> **WHAT IS NEEDED**: Continue the article below on outsourcing in Indonesia, starting after its last sentence, and ignore the data that follows it.

> **PAGE EXCERPT**:
Saturday, December 8, 2012

Misperceptions of Outsourcing Could Hurt Growth in Indonesia

India’s $100 billion IT and services outsourcing industry was built over three decades of hard work and innovation. Recognizing that companies in the United States and other Western economies were no longer able to compete as costs for back-end operations were rising fast, Indian entrepreneurs moved in to set up offshore back-end operations.

Sensing an opportunity, Indian entrepreneurs established call centers and offered other services at a fraction of the cost. The rest, as they say, is history, as the outsourcing sector is now one of the pillars of the Indian economy, creating thousands of well-paying jobs and offering new opportunities to young entrepreneurs.

Infosys, the sector’s star performer and a multi-billion-dollar company, was created by a group of entrepreneurs in the 1980s with only $250 in start-up capital.

While incredibly successful, the outsourcing industry in India is also evolving and changing according to changing market forces. This is what the marketplace demands. Countries and economies that can adapt to rapid changes will prosper while those that choose to fight to preserve the old ways often die a slow death.

Outsourcing is not a new concept. In fact, it is a trendier, more modern term for sub-contracting, which has been part of the business landscape for more than half a century. But listening to the raging debate here at home, especially from labor unions, one would think that outsourcing is a grave threat to workers and the Indonesian economy.

Even senior cabinet ministers have recently spoken out against outsourcing and the government is now mulling new regulations to restrict outsourcing to just a few sectors such as catering, security and cleaning services.

This perception could not be further from the truth. Outsourcing is part and parcel of today’s globalized economy. Rather than seeking to limit it or even kill it, the government and the labor unions should instead be championing outsourcing as another pillar of the Indonesian economy.

But before we can get there, first we need to bring the debate back on track. In Indonesia, outsourcing is often referred to as “alih daya” or transferring control when in fact it should be called “sumber luar,” using outside sources when those resources are not available in-house. 

This misperception is at the heart of the opposition against outsourcing and we must correct it before it is too late and damages the economy. We must be careful not to enact regulations that choke the economy and stifle creativity just because we misunderstand a concept.

By outsourcing work, companies are not ceding control over certain activities but using the expertise of others to fill some gaps.

Lets take the analogy of eating pork, which is forbidden in Islam. Since pork is haram, we are now forbidding people from eating or only eating four selected foods such as vegetables, fruits, chicken and fish when in fact the body needs a wide variety of food and vitamins to stay healthy. By limiting what it can consume, we are depriving the body of vital nutrients that are present in other foods. What is forbidden is not the act of eating but the consumption of pork.

> **SUPPLIED RECORDS**:
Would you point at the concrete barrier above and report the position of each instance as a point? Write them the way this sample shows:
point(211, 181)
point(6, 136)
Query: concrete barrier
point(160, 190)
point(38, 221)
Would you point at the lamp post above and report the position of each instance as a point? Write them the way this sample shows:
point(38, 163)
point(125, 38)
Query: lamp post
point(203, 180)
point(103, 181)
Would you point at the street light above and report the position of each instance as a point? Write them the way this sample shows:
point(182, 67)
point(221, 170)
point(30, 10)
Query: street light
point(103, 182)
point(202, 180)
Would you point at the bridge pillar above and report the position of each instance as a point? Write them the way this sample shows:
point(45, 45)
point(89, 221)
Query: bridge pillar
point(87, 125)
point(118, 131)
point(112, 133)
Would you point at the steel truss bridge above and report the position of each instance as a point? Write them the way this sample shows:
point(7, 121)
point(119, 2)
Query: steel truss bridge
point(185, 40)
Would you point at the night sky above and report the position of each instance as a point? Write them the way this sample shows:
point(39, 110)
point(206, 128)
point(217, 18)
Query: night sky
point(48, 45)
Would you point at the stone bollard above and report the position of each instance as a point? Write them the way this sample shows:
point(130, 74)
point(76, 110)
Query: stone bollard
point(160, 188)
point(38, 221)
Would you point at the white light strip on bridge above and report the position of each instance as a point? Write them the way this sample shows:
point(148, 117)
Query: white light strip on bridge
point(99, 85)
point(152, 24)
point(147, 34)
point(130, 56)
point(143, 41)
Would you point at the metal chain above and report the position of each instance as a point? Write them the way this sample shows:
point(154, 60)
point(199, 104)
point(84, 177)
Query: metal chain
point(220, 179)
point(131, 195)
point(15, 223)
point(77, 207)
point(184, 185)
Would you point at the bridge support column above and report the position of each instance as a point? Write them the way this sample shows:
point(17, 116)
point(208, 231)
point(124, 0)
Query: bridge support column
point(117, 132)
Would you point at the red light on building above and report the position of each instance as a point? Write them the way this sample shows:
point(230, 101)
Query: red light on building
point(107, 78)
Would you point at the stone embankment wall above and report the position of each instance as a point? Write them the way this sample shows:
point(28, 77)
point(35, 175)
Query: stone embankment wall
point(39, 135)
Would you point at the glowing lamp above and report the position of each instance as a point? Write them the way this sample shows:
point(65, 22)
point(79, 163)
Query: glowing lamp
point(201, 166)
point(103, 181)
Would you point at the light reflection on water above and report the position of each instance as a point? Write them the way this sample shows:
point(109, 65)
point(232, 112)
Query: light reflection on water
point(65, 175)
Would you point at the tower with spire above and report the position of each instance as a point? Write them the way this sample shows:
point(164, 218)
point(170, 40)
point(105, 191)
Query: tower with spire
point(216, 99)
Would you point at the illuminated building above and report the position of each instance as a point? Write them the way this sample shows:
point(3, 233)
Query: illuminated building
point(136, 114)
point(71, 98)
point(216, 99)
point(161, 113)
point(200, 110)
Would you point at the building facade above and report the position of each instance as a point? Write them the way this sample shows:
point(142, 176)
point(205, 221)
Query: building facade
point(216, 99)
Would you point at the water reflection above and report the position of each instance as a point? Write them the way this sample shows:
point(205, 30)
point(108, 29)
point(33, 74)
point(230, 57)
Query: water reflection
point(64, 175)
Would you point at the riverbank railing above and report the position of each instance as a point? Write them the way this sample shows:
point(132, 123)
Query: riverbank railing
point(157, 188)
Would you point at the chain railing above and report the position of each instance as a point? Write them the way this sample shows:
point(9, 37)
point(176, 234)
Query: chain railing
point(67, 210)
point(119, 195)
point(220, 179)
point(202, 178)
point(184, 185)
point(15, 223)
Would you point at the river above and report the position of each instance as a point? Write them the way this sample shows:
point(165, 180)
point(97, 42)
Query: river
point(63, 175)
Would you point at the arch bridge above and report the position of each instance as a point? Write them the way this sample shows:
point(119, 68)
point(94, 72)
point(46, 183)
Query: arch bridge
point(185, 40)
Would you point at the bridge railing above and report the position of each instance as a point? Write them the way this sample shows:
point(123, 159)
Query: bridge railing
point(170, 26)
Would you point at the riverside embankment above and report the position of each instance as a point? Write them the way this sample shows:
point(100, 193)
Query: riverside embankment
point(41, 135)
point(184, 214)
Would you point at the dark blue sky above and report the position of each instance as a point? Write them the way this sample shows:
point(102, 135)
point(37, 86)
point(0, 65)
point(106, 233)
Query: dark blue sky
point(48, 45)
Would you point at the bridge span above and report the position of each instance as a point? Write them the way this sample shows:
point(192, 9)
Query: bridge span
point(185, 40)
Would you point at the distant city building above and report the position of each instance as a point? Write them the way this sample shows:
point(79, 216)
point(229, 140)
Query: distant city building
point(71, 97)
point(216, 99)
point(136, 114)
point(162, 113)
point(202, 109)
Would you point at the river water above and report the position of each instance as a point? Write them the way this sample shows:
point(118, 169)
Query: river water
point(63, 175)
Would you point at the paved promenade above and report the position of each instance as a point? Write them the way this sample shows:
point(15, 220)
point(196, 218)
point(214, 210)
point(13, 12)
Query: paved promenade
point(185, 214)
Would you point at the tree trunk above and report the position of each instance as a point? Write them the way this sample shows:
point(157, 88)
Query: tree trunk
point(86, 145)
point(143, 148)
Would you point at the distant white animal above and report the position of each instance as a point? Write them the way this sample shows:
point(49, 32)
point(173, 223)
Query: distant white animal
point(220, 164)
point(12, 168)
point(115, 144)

> **ANSWER BELOW**:
This also applies to the economy. If we limit outsourcing to only selected industries, we are in fact preventing the creation of new services and industries from emerging. Can large companies, for example, hire young, creative IT professionals to help create new digital products?

What would happen to the fast-growing web design sector if companies can only rely on their own staff to create new websites? The government, for example, has mooted the idea of fostering an IT sector in Bali where young creative digital entrepreneurs will be able to set up start-ups. Will the new proposed law now make such activities illegal?

Do we seriously want to limit the growth potential of the economy and retard our own creativity? That is exactly what the opposition to outsourcing will lead to if the government goes ahead with its proposed legislation.

It is therefore critical that we look at what the actual problem is and address it instead of forbidding outsourcing. The real source of the problem and what irks labor unions is unfair contracts, not outsourcing activities per se. Many of the companies that offer such services often employ their staff on very short contracts, which do not offer medical and other benefits.

This is the heart of the problem, which the government must address in consultation with the private sector. The current labor laws make it prohibitive for many companies to hire large numbers of staff on a permanent basis so they resort to short-term contracts.

As such, the Labor Law disadvantages both workers as well as employers. The government needs to address this issue if Indonesia is to compete with other fast-emerging economies. In the interim, one solution could be for the Ministry of Manpower to offer guidelines on the minimum requirements for short-term contracts.

In today’s globalized economy, no country or company can rest easy. The competition is always looking to find new ways to do better than us, so we too must stay on our toes.

The Indian outsourcing industry, for example, is feeling threatened by China and Vietnam, new entrants to the industry. To compete, some Indian companies have started to outsource work to new countries such as the Philippines.

Indonesia cannot cut its nose off just to spite its face.
By Suryo Bambang Sulisto chairman of the Indonesian Chamber of Commerce and Industry (Kadin).